Exercise directions —
Retype the complete listing exactly as it appears.

########

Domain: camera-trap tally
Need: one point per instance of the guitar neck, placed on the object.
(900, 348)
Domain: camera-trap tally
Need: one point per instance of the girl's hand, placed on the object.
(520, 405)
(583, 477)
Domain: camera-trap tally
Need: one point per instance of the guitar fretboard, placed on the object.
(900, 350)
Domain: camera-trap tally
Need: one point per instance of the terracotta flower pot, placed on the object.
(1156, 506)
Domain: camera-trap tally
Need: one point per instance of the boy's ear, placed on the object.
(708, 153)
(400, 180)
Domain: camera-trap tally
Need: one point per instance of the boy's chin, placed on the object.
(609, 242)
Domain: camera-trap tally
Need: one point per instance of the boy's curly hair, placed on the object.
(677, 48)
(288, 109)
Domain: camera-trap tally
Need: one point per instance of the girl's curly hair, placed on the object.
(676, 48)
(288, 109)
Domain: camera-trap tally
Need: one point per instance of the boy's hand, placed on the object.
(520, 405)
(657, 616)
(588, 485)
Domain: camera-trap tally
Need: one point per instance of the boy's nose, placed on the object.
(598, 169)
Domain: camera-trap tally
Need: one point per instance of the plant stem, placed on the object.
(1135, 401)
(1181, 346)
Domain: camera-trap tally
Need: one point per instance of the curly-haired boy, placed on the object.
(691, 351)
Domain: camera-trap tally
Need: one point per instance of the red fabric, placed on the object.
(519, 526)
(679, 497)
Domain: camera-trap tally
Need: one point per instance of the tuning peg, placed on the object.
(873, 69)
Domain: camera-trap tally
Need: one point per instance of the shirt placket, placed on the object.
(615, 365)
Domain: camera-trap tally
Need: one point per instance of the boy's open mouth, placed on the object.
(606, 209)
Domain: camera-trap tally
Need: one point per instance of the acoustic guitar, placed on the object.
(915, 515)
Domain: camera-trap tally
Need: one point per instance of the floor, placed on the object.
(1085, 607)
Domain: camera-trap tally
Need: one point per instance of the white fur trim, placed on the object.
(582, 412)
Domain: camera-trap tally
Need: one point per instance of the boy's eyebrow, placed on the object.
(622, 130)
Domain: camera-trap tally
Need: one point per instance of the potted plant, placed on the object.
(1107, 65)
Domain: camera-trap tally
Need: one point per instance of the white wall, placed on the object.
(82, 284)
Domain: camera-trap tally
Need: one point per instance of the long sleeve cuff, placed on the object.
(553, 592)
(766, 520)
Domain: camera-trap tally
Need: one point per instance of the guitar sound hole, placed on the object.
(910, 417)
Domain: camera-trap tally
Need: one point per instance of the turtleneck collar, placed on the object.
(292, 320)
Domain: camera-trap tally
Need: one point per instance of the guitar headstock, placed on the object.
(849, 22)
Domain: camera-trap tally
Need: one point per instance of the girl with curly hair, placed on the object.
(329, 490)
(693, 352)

########

Finished task —
Domain: camera-trap tally
Need: one point per instance of the guitar neck, placed on the object.
(900, 348)
Domain: camera-trap tally
Need: one point per instance of the girl's hand, placed on the object.
(520, 405)
(583, 477)
Domain: camera-trap tally
Need: one point per instance of the guitar fretboard, placed on the object.
(900, 350)
Domain: camera-trap tally
Need: one point per instance of the terracotta flower pot, placed on the object.
(1156, 506)
Domain: camera-trap tally
Need: one point per instance of the boy's ear, placed on the object.
(708, 153)
(400, 180)
Domain: camera-trap tally
Need: one point per instance of the boy's chin, placed on the object.
(609, 242)
Domain: camera-trap tally
Need: one point per instance of the boy's curly hair, placed on the object.
(677, 48)
(288, 109)
Domain: camera-trap tally
Need: one point per instance of the girl's curly hair, placed on the object.
(676, 48)
(288, 109)
Domain: camera-trap tally
Need: one point per instance of the boy's hand, placed on the object.
(520, 405)
(657, 616)
(588, 485)
Domain: camera-trap tally
Need: one point per instance of the boy's nose, placed on the object.
(598, 169)
Domain: camera-trap tally
Need: one point per instance of the plant stem, placed on the object.
(1135, 401)
(1181, 346)
Domain: camera-trap tally
Need: one point per instance of the curly-haired boy, placed on the object.
(691, 351)
Domain: camera-trap tally
Need: one point per instance of the red fabric, placed on the object.
(519, 526)
(679, 497)
Domain: camera-trap tally
Need: one point per instance of the tuning peg, placed on the object.
(873, 69)
Domain: camera-trap tally
Need: one point per instance of the shirt placket, placed on the object.
(615, 365)
Domain: camera-trap tally
Need: one point per instance of the boy's open mouth, placed on the object.
(606, 209)
Domain: camera-trap tally
Need: one point per instance of the acoustic guitar, placed on the object.
(915, 515)
Domain: camera-trap tally
Need: one point per instance of the floor, placed on the object.
(1085, 607)
Domain: camera-trap tally
Need: one point per instance of the white fur trim, placed on the object.
(582, 412)
Domain: camera-trap tally
Need: one point per instance of the boy's eyebrow, placed on the object.
(622, 130)
Domain: camera-trap tally
Need: one point per instance of the potted plant, placed on the object.
(1107, 65)
Domain: camera-trap tally
Need: one point per instance of the white wall, placed on the object.
(82, 284)
Domain: camera-trap tally
Need: one point per instance of the long sleeve cuff, placed on the object.
(553, 592)
(766, 520)
Domain: camera-trap tally
Need: one point per instance of the guitar sound hole, placed on the object.
(910, 417)
Domain: camera-trap tally
Need: one point per instance of the turtleneck collar, placed on the object.
(292, 320)
Domain: camera-trap tally
Need: one point per instance of the guitar headstock, placed on the object.
(849, 22)
Domain: camera-trap tally
Need: one point per instance of the girl with curly hair, placed on the object.
(329, 490)
(693, 352)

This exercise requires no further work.